-- Opening Marker --

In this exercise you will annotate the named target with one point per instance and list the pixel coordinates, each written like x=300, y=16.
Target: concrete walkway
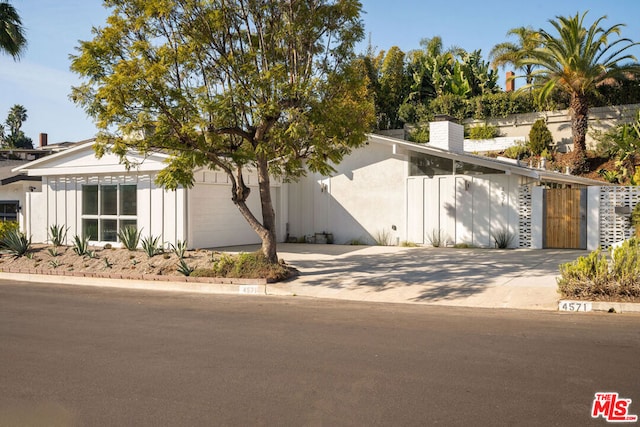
x=460, y=277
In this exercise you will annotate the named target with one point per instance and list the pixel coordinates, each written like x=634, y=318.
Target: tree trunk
x=268, y=235
x=266, y=229
x=579, y=126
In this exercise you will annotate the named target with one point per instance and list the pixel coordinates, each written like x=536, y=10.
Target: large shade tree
x=15, y=138
x=12, y=37
x=229, y=84
x=577, y=60
x=512, y=53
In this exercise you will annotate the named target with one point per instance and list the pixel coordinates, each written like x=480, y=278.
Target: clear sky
x=41, y=80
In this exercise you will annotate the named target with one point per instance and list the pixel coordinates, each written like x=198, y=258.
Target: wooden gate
x=565, y=218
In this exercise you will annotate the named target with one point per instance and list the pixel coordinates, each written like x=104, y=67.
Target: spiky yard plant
x=129, y=237
x=58, y=234
x=151, y=245
x=80, y=245
x=16, y=242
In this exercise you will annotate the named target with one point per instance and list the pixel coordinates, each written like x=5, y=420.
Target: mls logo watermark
x=612, y=408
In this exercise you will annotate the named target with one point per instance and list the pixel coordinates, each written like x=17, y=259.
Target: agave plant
x=80, y=245
x=16, y=242
x=184, y=268
x=129, y=237
x=151, y=245
x=179, y=248
x=58, y=234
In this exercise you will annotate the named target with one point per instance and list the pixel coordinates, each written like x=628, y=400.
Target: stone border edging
x=147, y=277
x=152, y=282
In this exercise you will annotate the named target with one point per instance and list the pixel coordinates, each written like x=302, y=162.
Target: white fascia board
x=467, y=158
x=48, y=159
x=43, y=167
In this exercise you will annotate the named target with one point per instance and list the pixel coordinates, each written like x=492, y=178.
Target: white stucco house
x=97, y=197
x=391, y=186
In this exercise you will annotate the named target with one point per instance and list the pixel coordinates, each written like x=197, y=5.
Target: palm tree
x=12, y=39
x=577, y=60
x=515, y=53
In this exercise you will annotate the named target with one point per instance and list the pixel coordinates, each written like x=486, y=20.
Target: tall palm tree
x=515, y=53
x=12, y=38
x=577, y=60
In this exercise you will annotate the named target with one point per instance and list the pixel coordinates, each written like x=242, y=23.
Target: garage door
x=215, y=221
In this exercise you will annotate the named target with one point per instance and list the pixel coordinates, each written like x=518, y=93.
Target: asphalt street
x=97, y=356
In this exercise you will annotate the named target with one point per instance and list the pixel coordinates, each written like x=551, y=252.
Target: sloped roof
x=7, y=174
x=507, y=167
x=79, y=159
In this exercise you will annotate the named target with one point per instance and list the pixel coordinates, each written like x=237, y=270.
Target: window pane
x=8, y=211
x=90, y=229
x=90, y=199
x=109, y=231
x=109, y=201
x=128, y=199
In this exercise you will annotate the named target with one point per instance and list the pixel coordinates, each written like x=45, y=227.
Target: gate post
x=537, y=218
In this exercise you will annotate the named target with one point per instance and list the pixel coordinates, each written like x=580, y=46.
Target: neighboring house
x=389, y=188
x=95, y=198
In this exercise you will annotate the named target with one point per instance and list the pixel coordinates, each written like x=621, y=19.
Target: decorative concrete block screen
x=524, y=214
x=615, y=227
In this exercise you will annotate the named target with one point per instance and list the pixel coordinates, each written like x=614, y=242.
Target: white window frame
x=119, y=218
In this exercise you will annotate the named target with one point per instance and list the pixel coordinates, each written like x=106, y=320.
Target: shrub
x=419, y=134
x=129, y=237
x=593, y=277
x=252, y=265
x=383, y=238
x=540, y=138
x=635, y=219
x=483, y=132
x=625, y=268
x=16, y=242
x=58, y=234
x=517, y=151
x=436, y=237
x=151, y=246
x=356, y=242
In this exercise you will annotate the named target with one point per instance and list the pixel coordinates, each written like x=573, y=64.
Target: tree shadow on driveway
x=431, y=274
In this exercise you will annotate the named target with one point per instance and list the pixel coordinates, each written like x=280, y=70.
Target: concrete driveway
x=512, y=278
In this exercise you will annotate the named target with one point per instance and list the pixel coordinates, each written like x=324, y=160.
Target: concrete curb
x=211, y=286
x=601, y=306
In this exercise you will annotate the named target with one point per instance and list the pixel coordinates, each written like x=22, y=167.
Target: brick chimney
x=511, y=82
x=445, y=134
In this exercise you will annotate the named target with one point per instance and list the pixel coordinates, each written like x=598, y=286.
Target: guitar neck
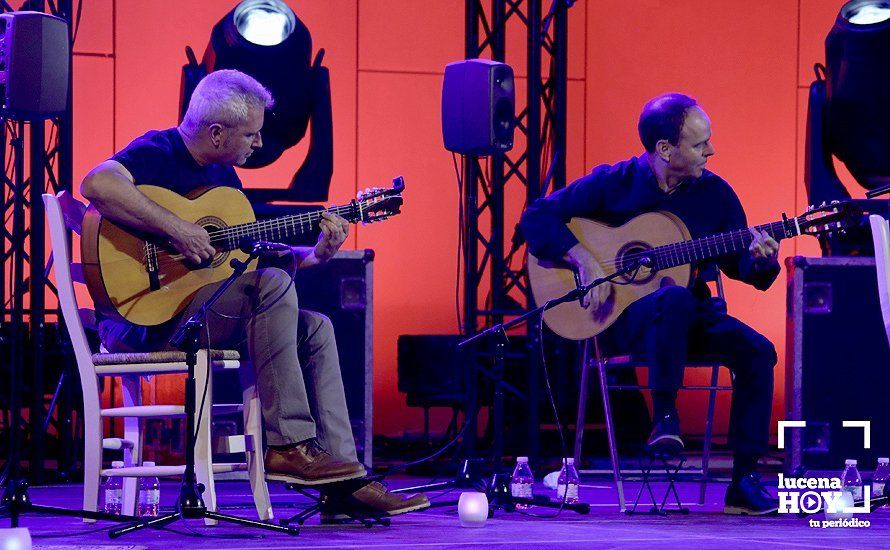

-- Closing Marker --

--- YOUR INSTRUCTIONS ---
Give the listing again, exactly as it appears, but without its images.

--- ANSWER SECTION ---
In this exercise you will annotate the named target with one point per instance and list the pixel coordinates, each written like x=300, y=16.
Target: concrete walkway
x=460, y=277
In this exercise you will annotate the named target with one point per instance and list the pixel coordinates, each written like x=634, y=318.
Target: tree trunk
x=268, y=235
x=266, y=229
x=579, y=126
In this exercise you will annotate the named target with one point per instance and list the pixel coordinates, each written like x=536, y=10.
Target: large shade tree
x=15, y=138
x=12, y=37
x=229, y=84
x=577, y=60
x=512, y=53
In this exercise you will annotate the named target with one point per instance and list the pixel coordinates, each written like x=480, y=278.
Target: clear sky
x=41, y=80
In this exercise you will annotate the named target with one point per instance and list the pixel coordinates, each written like x=198, y=258.
Target: wooden gate
x=565, y=218
In this exercise you will annotate the named target with one point per instance and list the pixel coordinates, each written like x=104, y=67.
Target: spiky yard plant
x=129, y=237
x=58, y=234
x=151, y=245
x=80, y=245
x=16, y=242
In this exercise you will annotate the named target with one point per instance and list the pixel coordinates, each written like x=5, y=420.
Target: mls logo watermark
x=612, y=408
In this exercise you will annotate the named target with one point per instance and list the pixel coordinates, each written like x=17, y=259.
Target: agave plant
x=80, y=245
x=16, y=242
x=184, y=268
x=129, y=237
x=151, y=245
x=179, y=248
x=58, y=234
In this exercise you will annotate the named target with one point per instance and list the pixel coordinates, each written like x=628, y=400.
Target: stone border edging
x=147, y=277
x=152, y=282
In this exercise you will annotate the named target with one point per instance and list the pixel coordinates, each written like x=302, y=162.
Target: white fascia board
x=467, y=158
x=48, y=159
x=43, y=167
In this exercise you will annotate the named target with one point per instance and list the pixel coordinates, each written like x=492, y=178.
Target: white stucco house
x=97, y=197
x=391, y=186
In this exercise you will annotate the named target with one point per instance and list the pixel coordinates, each written like x=197, y=5.
Target: palm tree
x=12, y=39
x=577, y=60
x=515, y=53
In this exercise you will annotate the named target with one point per instance and list the pixel coordinates, each written like x=486, y=20.
Target: tall palm tree
x=515, y=53
x=12, y=38
x=577, y=60
In this exercise you will annotate the named target with one point per instance and list the pixel coordinates, each written like x=242, y=23.
Target: garage door
x=215, y=221
In this exercise you will annotate the named target with one point per instance and list the pixel coordinates, each written like x=518, y=93.
Target: asphalt street
x=97, y=356
In this exercise you will annotate the named target with one point per instance and list the pixel coordinates, each written like x=551, y=252.
Target: sloped roof
x=7, y=174
x=507, y=167
x=79, y=159
In this exercise you will annotate the named target with one point per instance and list the pixel coordinates, each written like x=237, y=270.
Target: window pane
x=8, y=211
x=90, y=229
x=90, y=199
x=109, y=231
x=109, y=201
x=128, y=199
In this exercise you will annotate the named target with one point per instance and list the pixel coordinates, each written like x=45, y=227.
Target: gate post
x=537, y=218
In this exercise you will annotate the named target with one point per instance and list the pixel coordinates, each written like x=580, y=46.
Target: neighboring house
x=389, y=188
x=95, y=198
In this exercise you will annotate the named target with one point per instance and list the pixel coordinates, each written like x=621, y=19.
Target: decorative concrete block screen
x=524, y=214
x=615, y=227
In this exercise you will annotate the named target with one point per instance and list the pixel coordinates, each written like x=614, y=242.
Target: white window frame
x=119, y=218
In this exercise you will annotate the named target with one point per instance and list the pixel coordinates, each written like x=106, y=320.
Target: shrub
x=419, y=134
x=129, y=237
x=593, y=277
x=252, y=265
x=383, y=238
x=540, y=138
x=635, y=219
x=483, y=132
x=625, y=268
x=16, y=242
x=58, y=234
x=517, y=151
x=436, y=237
x=151, y=246
x=356, y=242
In this exercise you will annotate the named target with one point per instance and list the pixel coordinates, each written like x=573, y=64.
Target: tree shadow on driveway
x=431, y=274
In this exercise you will annotate the named target with one point per instance and list the pixel coordinates, each written like x=280, y=70.
Target: concrete driveway
x=512, y=278
In this exercise you will annotate the named target with one point per instance and list the pixel coordinates, each written like x=324, y=160.
Target: concrete curb
x=211, y=286
x=601, y=306
In this exercise you will annotate the named target with one point per instance and list the pixel coordinates, each written like x=22, y=167.
Target: brick chimney
x=511, y=82
x=445, y=134
In this exercise you will annotate the named target with one point per instance and list the pixel coordinates, each written like x=598, y=286.
Target: guitar neck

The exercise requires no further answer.